[Exercise requirements]:
Word for word, retype the entire listing.

[Data records]:
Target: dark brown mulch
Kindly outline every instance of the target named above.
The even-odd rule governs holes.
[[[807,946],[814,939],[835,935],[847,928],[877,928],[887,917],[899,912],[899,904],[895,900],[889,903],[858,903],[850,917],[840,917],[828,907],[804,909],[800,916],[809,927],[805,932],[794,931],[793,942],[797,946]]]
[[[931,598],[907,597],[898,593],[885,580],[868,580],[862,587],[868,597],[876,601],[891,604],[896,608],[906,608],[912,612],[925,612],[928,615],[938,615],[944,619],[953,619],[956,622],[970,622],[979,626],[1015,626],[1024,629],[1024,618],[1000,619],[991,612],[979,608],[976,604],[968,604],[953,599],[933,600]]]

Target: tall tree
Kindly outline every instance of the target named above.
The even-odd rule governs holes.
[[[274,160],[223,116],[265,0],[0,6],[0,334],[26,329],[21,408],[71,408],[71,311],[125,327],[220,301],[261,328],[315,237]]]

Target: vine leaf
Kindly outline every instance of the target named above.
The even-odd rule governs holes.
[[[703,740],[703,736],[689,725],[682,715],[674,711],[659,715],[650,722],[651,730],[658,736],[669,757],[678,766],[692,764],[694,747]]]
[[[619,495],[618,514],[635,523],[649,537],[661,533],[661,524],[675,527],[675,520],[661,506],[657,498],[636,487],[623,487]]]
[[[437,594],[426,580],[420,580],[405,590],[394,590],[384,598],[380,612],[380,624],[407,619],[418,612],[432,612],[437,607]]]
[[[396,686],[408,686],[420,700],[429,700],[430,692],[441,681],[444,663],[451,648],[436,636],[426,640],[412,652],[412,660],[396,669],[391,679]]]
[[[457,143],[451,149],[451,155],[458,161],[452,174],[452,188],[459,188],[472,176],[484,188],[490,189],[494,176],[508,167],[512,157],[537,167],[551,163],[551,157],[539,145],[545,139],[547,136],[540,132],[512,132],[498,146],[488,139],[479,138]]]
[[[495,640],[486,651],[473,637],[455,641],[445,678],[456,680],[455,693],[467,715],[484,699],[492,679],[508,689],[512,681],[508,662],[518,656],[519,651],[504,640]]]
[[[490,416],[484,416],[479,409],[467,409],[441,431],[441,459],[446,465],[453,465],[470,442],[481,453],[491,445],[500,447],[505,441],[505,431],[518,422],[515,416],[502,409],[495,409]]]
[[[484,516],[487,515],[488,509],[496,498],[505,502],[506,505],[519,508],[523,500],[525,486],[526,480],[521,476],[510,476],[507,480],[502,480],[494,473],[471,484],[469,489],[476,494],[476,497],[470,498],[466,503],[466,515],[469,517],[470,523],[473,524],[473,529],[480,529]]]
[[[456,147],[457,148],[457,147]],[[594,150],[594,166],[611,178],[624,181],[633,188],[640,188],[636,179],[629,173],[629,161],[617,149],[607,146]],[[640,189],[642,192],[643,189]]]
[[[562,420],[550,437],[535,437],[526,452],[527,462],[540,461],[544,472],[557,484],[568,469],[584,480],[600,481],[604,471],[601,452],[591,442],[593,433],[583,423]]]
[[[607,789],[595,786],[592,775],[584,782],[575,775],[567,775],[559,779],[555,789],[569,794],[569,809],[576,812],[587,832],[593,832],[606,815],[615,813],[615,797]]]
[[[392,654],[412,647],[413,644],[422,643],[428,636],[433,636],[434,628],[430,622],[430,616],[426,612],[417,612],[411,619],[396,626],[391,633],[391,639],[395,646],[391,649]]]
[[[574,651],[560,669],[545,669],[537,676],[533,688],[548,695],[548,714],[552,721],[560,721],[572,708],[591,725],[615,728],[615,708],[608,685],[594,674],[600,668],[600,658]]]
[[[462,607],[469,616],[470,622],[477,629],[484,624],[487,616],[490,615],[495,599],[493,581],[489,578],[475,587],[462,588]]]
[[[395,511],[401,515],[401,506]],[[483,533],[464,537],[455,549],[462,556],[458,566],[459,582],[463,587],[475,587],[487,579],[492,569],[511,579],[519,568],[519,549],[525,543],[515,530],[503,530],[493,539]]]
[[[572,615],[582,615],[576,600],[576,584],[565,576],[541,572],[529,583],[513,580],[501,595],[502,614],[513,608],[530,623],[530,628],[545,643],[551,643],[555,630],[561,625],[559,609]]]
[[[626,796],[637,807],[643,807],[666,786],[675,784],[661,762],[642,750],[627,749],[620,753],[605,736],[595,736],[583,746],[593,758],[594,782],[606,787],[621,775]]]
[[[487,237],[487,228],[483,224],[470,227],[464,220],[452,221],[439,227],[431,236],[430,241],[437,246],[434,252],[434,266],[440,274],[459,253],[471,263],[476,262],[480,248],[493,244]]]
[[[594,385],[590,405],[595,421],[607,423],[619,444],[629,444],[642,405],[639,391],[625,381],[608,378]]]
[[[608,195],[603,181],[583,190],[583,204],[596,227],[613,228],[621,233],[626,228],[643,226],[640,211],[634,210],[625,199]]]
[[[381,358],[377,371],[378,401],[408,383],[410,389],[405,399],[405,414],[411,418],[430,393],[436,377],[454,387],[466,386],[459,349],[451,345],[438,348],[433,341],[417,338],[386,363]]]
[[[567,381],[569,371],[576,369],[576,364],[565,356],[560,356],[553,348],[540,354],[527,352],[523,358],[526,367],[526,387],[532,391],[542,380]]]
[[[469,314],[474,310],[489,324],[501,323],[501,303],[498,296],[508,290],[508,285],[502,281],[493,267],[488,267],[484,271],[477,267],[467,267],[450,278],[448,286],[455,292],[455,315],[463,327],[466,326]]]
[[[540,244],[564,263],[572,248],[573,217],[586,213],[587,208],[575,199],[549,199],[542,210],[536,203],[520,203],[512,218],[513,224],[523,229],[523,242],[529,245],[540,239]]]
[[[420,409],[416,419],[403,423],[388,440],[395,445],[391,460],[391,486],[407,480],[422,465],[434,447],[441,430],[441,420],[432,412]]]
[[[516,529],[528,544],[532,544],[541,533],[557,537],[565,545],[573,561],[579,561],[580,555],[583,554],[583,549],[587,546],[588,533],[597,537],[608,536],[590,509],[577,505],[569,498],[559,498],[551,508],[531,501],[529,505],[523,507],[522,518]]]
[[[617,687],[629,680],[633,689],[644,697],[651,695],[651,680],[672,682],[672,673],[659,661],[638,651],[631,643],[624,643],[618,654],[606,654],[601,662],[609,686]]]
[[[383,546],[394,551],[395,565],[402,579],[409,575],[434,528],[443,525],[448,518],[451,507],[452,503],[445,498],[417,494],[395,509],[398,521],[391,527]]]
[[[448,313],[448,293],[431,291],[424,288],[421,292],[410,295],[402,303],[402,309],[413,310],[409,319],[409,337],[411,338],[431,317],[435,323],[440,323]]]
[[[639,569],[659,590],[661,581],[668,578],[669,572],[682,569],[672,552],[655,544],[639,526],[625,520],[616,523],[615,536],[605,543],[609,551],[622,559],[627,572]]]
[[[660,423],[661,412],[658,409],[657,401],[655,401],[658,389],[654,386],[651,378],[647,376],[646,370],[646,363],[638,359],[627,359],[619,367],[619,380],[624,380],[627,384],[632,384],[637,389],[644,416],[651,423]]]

[Output for this exercise]:
Target: dark brown mulch
Kindly outline every instance of the target named above.
The even-odd rule governs holes.
[[[807,946],[814,939],[835,935],[847,928],[877,928],[887,917],[899,912],[899,904],[895,900],[889,903],[858,903],[850,917],[840,917],[828,907],[804,909],[800,916],[809,927],[805,932],[794,931],[793,942],[797,946]]]
[[[931,598],[907,597],[898,593],[885,580],[868,580],[862,587],[868,597],[876,601],[891,604],[896,608],[906,608],[912,612],[925,612],[928,615],[938,615],[944,619],[953,619],[956,622],[970,622],[979,626],[1015,626],[1024,629],[1024,618],[1000,619],[991,612],[979,608],[976,604],[968,604],[953,599],[933,600]]]

Target: tall tree
Kindly outline every instance of the target named above.
The even-odd rule governs holes.
[[[274,160],[223,116],[265,0],[0,6],[0,334],[26,329],[21,408],[71,408],[71,311],[125,327],[220,301],[261,328],[315,237]]]

Target: vine leaf
Kindly outline every instance of the target named above.
The even-odd rule governs holes.
[[[703,740],[703,736],[689,725],[682,715],[674,711],[659,715],[650,722],[651,730],[658,736],[669,757],[678,766],[692,764],[694,747]]]
[[[619,495],[618,514],[635,523],[649,537],[661,533],[661,524],[675,527],[675,520],[661,506],[657,498],[636,487],[623,487]]]
[[[437,594],[426,580],[420,580],[405,590],[394,590],[384,598],[380,612],[380,624],[407,619],[418,612],[432,612],[437,607]]]
[[[396,686],[408,686],[420,700],[429,700],[430,692],[441,681],[444,663],[451,648],[436,636],[426,640],[412,652],[412,660],[396,669],[391,679]]]
[[[457,143],[451,149],[451,155],[458,161],[452,174],[452,188],[459,188],[472,176],[484,188],[490,189],[494,176],[508,167],[512,157],[537,167],[551,163],[551,157],[539,145],[545,139],[547,136],[540,132],[512,132],[498,146],[488,139],[479,138]]]
[[[495,640],[486,651],[473,637],[455,641],[445,678],[456,680],[455,693],[467,715],[484,699],[492,679],[508,689],[512,681],[508,662],[518,656],[519,651],[504,640]]]
[[[490,416],[484,416],[479,409],[467,409],[441,431],[441,459],[446,465],[453,465],[470,442],[481,453],[491,445],[500,447],[505,441],[505,431],[518,422],[515,416],[502,409],[495,409]]]
[[[484,516],[487,515],[488,509],[496,498],[505,502],[506,505],[519,508],[523,500],[525,486],[526,480],[521,476],[510,476],[507,480],[502,480],[494,473],[471,484],[469,489],[476,494],[476,497],[470,498],[466,503],[466,515],[469,517],[470,523],[473,524],[473,529],[480,529]]]
[[[456,147],[457,148],[457,147]],[[594,150],[594,166],[611,178],[624,181],[633,188],[640,188],[636,179],[629,173],[629,161],[617,149],[607,146]],[[640,189],[642,192],[643,189]]]
[[[562,420],[550,437],[535,437],[526,452],[527,462],[540,461],[544,472],[557,484],[568,469],[584,480],[600,481],[604,471],[601,452],[591,442],[593,433],[583,423]]]
[[[607,789],[595,786],[592,775],[584,782],[575,775],[567,775],[559,779],[555,789],[569,794],[569,809],[576,812],[587,832],[593,832],[606,815],[615,813],[615,797]]]
[[[392,654],[412,647],[413,644],[422,643],[428,636],[433,636],[434,628],[430,622],[430,616],[426,612],[417,612],[411,619],[396,626],[391,633],[391,639],[395,646],[391,649]]]
[[[574,651],[560,669],[545,669],[537,676],[533,688],[548,695],[548,714],[552,721],[560,721],[572,708],[591,725],[615,728],[615,708],[608,685],[594,674],[600,668],[600,658]]]
[[[462,607],[469,616],[470,622],[477,629],[484,624],[487,616],[490,615],[495,599],[493,581],[489,578],[475,587],[462,588]]]
[[[395,511],[401,515],[401,506]],[[483,533],[464,537],[455,549],[462,556],[458,566],[459,582],[463,587],[475,587],[487,579],[492,569],[511,579],[519,568],[519,549],[525,543],[515,530],[503,530],[493,539]]]
[[[572,615],[582,615],[576,600],[576,584],[565,576],[541,572],[529,583],[513,580],[501,595],[502,614],[513,608],[530,623],[530,628],[545,643],[551,643],[555,630],[561,625],[559,609]]]
[[[626,796],[637,807],[643,807],[666,786],[675,784],[661,762],[642,750],[627,749],[620,753],[605,736],[595,736],[583,746],[593,758],[594,782],[606,787],[621,775]]]
[[[487,237],[487,228],[483,224],[470,227],[464,220],[452,221],[439,227],[431,236],[430,241],[437,246],[434,252],[434,266],[440,274],[459,253],[471,263],[476,262],[480,248],[493,244]]]
[[[594,385],[590,405],[595,421],[607,423],[619,444],[629,444],[642,405],[639,391],[625,381],[608,378]]]
[[[608,195],[603,181],[583,190],[583,204],[596,227],[613,228],[621,233],[626,228],[643,226],[640,211],[634,210],[625,199]]]
[[[381,358],[377,371],[378,401],[408,383],[410,389],[405,399],[405,414],[411,418],[430,393],[436,377],[454,387],[466,386],[459,349],[451,345],[438,348],[433,341],[417,338],[386,363]]]
[[[567,381],[569,371],[576,369],[576,364],[565,356],[560,356],[553,348],[540,354],[527,352],[523,358],[526,367],[526,387],[532,391],[542,380]]]
[[[469,314],[474,310],[489,324],[501,323],[501,303],[498,296],[508,290],[508,285],[502,281],[493,267],[488,267],[484,271],[477,267],[467,267],[450,278],[448,286],[455,292],[455,315],[463,327],[466,326]]]
[[[540,244],[564,263],[572,248],[573,217],[586,213],[587,208],[575,199],[549,199],[542,210],[536,203],[520,203],[512,218],[513,224],[523,229],[523,242],[529,245],[540,239]]]
[[[420,409],[416,419],[403,423],[388,440],[395,445],[391,460],[391,486],[407,480],[422,465],[434,447],[441,430],[441,420],[432,412]]]
[[[516,529],[528,544],[532,544],[541,533],[557,537],[565,545],[573,561],[579,561],[580,555],[583,554],[583,549],[587,546],[588,533],[597,537],[608,536],[590,509],[577,505],[569,498],[559,498],[551,508],[531,501],[529,505],[523,507],[522,518]]]
[[[617,687],[629,680],[633,689],[644,697],[651,695],[651,680],[672,682],[672,673],[659,661],[638,651],[631,643],[624,643],[618,654],[606,654],[601,662],[609,686]]]
[[[383,546],[394,551],[395,565],[402,579],[409,575],[434,528],[443,525],[448,518],[451,507],[452,503],[445,498],[417,494],[395,509],[398,521],[391,527]]]
[[[448,313],[448,293],[431,291],[424,288],[421,292],[410,295],[402,303],[402,309],[413,310],[409,319],[409,337],[411,338],[431,317],[435,323],[440,323]]]
[[[639,569],[659,590],[661,581],[668,578],[669,572],[682,569],[672,552],[655,544],[639,526],[625,520],[616,523],[615,536],[605,543],[609,551],[622,559],[627,572]]]
[[[660,423],[661,412],[658,409],[657,401],[655,401],[658,389],[654,386],[651,378],[647,376],[646,370],[646,363],[638,359],[627,359],[619,367],[619,380],[624,380],[627,384],[632,384],[637,389],[644,416],[651,423]]]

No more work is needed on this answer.